— What you have to do —
Rewrite each of the lines below, changing "integer" to "whole-number" wherever it occurs and leaving everything else as it is.

— Data to process —
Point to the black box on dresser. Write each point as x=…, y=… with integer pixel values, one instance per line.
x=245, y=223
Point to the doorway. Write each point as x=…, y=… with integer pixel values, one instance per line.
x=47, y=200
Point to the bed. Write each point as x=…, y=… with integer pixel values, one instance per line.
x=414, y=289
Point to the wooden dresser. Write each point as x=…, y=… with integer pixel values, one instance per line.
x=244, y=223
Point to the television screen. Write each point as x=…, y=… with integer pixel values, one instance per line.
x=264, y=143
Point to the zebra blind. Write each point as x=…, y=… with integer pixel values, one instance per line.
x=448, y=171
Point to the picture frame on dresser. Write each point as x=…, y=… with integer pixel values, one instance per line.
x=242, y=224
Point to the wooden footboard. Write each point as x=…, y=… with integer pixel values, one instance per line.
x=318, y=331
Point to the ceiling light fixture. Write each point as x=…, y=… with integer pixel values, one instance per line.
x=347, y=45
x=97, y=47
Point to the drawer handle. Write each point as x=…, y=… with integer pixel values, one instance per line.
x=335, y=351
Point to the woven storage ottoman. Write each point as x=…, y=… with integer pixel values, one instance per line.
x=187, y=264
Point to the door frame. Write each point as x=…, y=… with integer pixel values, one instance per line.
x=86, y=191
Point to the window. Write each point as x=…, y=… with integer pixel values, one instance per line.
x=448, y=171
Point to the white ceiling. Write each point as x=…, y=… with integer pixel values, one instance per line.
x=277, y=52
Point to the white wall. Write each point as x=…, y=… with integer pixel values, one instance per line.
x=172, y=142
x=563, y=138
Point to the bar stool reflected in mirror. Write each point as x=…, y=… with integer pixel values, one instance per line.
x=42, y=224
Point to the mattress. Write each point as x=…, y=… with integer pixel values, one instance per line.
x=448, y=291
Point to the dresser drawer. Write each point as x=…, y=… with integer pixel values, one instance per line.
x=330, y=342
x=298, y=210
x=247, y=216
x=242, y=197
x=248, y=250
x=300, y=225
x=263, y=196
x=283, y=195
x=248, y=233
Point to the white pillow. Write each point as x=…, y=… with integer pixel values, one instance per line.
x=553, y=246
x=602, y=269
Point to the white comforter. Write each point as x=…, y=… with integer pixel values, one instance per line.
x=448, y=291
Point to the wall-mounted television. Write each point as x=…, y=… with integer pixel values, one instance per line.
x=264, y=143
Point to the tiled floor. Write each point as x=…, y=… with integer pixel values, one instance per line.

— Correct response —
Point to the black box on dresser. Write each point as x=…, y=… with whole-number pixel values, one instance per line.
x=245, y=223
Point to the doorway. Write each point as x=…, y=… with whole-number pixel values, one instance per line.
x=47, y=200
Point to the bed. Write each point as x=…, y=… with whole-number pixel values, one instance per line.
x=414, y=289
Point to the wooden dresser. Write each point as x=…, y=… with whole-number pixel values, one instance per line.
x=244, y=223
Point to the television screen. Write each point as x=…, y=… with whole-number pixel values, one instance per line.
x=264, y=143
Point to the zebra blind. Write each point as x=…, y=… with whole-number pixel values, one instance per line.
x=448, y=171
Point to the picture frame on dresser. Write each point as x=…, y=… with whole-number pixel values, one instance per line.
x=242, y=224
Point to the wooden footboard. Write each point as x=…, y=… with whole-number pixel values, one instance per line.
x=318, y=331
Point to the ceiling light fixture. Write each point as x=…, y=… with whole-number pixel values, one instance per line.
x=347, y=45
x=97, y=47
Point to the drawer handle. Write each point as x=…, y=… with whole-number pixel values, one instance per line.
x=335, y=351
Point to the woven storage ottoman. Write each point as x=…, y=… with whole-number pixel values, one instance per line.
x=187, y=264
Point to the door frame. Write each point as x=…, y=… with whole-number pixel values, one instance per line.
x=86, y=191
Point to the window. Write each point as x=…, y=… with whole-number pixel values, one instance per line.
x=448, y=171
Point to the white ceiling. Write each point as x=…, y=… with whole-number pixel values, one instance per line.
x=277, y=52
Point to the white wall. Write each point as x=…, y=… with whole-number pixel values, one instance per line.
x=172, y=142
x=563, y=138
Point to the bar stool reflected in mirror. Write each point as x=…, y=… with whole-number pixel values, one instance per line.
x=42, y=224
Point to the mattress. Write each point as x=…, y=… with whole-number pixel values, one instance per line.
x=448, y=291
Point to the dresser drawer. Write each point as x=…, y=… with whole-number pixel values, one instance per line.
x=330, y=342
x=298, y=210
x=247, y=216
x=242, y=197
x=248, y=250
x=300, y=225
x=263, y=196
x=283, y=195
x=248, y=233
Point to the white pillow. Write each point as x=…, y=… with whole-number pixel values, one instance per line.
x=553, y=246
x=602, y=269
Point to the white comforter. Write each point as x=…, y=… with whole-number pixel values, one instance per line.
x=448, y=291
Point to the wall-mounted television. Write each point as x=…, y=… with whole-number pixel values, one instance per line.
x=264, y=143
Point to the tiled floor. Write each point as x=…, y=… with whole-number pixel values, one instance per line.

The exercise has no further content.